Set down only what runs from the line containing "Would you be able to mark the bare arm" through the last line of the data, exactly as it reads.

Record extracts:
---+---

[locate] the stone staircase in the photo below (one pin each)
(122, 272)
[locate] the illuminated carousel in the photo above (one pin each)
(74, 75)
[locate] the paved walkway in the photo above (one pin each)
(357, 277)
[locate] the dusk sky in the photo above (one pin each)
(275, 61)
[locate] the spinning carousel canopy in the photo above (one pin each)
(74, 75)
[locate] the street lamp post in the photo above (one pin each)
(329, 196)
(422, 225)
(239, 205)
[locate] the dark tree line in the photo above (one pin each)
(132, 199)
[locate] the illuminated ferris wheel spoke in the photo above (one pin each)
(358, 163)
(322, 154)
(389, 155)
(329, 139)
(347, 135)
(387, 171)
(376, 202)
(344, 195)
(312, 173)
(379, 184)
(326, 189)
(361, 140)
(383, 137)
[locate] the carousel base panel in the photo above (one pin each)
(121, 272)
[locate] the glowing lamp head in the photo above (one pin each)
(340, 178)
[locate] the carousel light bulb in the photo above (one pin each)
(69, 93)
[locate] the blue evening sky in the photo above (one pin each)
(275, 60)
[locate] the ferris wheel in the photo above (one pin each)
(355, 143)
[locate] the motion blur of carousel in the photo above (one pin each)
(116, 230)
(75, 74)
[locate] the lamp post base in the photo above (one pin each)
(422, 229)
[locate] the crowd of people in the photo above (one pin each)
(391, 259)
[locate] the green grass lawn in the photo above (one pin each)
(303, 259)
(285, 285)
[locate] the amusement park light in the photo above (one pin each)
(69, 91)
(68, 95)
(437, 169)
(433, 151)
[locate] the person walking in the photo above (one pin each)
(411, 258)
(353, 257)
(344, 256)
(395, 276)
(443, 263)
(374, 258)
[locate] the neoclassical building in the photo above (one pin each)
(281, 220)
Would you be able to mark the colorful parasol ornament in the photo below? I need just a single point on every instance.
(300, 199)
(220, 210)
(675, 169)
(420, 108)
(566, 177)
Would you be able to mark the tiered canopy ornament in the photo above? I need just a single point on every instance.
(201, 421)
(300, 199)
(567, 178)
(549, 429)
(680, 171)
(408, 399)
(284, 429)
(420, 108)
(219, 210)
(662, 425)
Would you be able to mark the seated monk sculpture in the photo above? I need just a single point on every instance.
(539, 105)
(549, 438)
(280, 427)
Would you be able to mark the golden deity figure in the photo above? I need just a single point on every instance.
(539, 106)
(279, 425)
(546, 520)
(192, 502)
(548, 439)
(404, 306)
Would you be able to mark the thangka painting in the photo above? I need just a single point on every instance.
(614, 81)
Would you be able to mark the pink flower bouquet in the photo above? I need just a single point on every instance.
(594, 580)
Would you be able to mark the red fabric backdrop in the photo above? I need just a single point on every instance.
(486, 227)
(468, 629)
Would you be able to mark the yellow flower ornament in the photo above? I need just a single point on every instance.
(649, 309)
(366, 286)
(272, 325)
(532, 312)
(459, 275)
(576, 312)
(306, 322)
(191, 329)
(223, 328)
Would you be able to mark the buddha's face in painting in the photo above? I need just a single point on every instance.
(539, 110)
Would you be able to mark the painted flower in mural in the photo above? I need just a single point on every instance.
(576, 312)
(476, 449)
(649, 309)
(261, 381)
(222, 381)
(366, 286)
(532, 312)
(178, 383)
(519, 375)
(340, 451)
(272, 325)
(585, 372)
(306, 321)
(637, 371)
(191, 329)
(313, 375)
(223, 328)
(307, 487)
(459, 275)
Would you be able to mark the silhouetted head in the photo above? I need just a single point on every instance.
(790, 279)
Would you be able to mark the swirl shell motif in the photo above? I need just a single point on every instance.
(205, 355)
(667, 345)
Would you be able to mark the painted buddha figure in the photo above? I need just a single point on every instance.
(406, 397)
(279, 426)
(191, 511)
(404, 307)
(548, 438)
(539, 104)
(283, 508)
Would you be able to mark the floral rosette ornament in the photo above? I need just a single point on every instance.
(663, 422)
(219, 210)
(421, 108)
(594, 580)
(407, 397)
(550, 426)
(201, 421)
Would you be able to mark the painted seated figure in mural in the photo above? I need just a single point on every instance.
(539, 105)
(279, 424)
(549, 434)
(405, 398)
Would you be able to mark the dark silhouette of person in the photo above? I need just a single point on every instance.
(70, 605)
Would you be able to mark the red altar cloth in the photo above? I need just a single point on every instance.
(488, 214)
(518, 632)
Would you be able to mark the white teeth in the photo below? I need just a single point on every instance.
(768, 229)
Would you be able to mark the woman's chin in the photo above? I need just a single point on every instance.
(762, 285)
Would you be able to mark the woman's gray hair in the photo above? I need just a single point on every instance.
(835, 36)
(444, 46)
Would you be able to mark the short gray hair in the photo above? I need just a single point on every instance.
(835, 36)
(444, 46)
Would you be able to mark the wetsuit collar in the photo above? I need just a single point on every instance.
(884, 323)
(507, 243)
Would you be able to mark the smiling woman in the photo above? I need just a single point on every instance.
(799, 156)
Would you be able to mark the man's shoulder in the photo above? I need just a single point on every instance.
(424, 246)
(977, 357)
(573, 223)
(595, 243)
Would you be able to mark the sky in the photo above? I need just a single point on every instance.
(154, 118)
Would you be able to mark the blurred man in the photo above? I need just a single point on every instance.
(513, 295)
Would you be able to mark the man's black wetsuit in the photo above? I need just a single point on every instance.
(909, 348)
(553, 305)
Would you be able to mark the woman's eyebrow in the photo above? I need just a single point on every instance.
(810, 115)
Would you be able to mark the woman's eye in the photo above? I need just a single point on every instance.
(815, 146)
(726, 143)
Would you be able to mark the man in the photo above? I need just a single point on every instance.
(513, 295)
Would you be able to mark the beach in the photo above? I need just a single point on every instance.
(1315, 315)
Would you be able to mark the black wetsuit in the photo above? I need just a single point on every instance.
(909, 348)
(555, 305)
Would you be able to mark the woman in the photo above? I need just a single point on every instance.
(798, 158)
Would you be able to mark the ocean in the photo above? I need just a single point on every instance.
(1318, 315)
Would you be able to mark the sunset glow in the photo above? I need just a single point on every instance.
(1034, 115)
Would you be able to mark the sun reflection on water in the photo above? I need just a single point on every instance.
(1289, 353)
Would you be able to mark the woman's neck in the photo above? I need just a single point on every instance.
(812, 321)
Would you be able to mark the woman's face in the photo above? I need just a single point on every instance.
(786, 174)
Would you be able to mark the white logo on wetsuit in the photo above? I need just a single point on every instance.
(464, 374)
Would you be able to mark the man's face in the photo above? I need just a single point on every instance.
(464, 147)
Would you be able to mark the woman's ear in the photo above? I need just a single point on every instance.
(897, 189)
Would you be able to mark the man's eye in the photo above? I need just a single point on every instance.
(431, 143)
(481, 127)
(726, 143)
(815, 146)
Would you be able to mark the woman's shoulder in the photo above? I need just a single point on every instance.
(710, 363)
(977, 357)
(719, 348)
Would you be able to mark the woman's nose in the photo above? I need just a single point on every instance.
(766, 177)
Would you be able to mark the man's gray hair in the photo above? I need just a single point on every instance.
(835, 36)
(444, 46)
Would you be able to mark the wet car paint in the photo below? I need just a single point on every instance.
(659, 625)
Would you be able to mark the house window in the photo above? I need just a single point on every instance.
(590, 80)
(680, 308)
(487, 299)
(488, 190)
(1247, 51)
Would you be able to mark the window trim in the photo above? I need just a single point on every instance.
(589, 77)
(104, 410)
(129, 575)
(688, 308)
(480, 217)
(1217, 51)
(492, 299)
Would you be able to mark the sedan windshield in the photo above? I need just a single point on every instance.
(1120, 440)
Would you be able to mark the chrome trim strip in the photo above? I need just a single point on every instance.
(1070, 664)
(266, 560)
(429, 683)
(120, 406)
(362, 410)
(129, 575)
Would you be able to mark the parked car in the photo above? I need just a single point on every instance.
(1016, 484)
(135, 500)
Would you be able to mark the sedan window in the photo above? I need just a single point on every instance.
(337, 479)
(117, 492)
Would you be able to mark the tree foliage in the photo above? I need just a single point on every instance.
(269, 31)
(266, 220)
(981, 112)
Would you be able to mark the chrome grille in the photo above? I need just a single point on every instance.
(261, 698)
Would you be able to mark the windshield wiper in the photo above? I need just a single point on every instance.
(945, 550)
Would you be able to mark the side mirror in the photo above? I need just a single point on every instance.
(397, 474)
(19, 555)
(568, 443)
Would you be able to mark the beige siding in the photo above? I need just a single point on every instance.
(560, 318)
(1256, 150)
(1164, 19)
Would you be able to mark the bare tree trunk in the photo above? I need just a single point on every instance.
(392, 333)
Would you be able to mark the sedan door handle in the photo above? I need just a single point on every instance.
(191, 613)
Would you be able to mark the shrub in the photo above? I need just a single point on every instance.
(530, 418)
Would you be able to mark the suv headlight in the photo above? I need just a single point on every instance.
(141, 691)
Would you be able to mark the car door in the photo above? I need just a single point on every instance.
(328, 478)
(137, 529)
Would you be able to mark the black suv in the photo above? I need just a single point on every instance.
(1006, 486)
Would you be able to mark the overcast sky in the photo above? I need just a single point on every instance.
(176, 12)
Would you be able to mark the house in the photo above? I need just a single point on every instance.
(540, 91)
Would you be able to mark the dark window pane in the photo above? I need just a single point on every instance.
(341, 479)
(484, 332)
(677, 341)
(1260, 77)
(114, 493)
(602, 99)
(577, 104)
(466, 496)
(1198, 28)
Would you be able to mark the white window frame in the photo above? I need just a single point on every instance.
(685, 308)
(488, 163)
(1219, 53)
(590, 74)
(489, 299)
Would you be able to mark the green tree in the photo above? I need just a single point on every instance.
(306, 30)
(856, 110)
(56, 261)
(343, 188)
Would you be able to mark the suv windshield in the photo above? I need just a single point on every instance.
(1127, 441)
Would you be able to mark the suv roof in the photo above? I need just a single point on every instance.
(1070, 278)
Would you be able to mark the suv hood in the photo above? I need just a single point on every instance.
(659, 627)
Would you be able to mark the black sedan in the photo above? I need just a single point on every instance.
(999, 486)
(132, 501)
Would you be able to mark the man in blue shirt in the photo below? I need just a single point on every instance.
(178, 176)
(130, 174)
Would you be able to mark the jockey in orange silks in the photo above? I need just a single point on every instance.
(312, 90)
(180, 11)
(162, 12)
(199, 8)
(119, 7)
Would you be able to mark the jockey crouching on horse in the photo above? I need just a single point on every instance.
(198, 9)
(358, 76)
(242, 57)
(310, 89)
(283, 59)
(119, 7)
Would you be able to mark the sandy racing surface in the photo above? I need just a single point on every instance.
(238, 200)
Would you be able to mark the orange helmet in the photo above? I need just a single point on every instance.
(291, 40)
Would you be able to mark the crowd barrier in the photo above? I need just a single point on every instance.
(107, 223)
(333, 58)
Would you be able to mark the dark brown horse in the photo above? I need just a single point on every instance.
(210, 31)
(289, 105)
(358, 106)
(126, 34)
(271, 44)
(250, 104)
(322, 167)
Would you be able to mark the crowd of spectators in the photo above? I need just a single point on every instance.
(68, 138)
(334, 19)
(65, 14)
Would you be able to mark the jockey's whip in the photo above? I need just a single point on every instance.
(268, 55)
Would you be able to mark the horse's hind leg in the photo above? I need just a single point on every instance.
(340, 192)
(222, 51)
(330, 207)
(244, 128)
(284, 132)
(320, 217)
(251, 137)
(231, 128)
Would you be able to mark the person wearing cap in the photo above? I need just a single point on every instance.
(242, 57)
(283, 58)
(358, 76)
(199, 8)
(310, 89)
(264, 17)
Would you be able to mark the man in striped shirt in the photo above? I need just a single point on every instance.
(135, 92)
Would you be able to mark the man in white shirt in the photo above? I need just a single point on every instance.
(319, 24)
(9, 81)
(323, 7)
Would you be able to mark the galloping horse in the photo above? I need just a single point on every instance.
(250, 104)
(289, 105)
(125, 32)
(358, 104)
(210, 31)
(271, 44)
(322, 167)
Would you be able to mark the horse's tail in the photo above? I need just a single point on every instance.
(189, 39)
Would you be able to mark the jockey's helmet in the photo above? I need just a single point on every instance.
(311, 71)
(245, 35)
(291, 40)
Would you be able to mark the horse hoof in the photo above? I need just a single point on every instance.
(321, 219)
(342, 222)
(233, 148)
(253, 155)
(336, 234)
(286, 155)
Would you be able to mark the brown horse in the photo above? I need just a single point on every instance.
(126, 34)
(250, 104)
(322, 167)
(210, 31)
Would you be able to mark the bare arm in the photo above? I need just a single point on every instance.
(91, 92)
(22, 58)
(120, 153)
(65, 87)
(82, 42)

---+---

Result for this task:
Would you be able to mark the bare arm in the photo above? I need just a single point on every instance.
(91, 92)
(22, 58)
(120, 153)
(65, 87)
(82, 42)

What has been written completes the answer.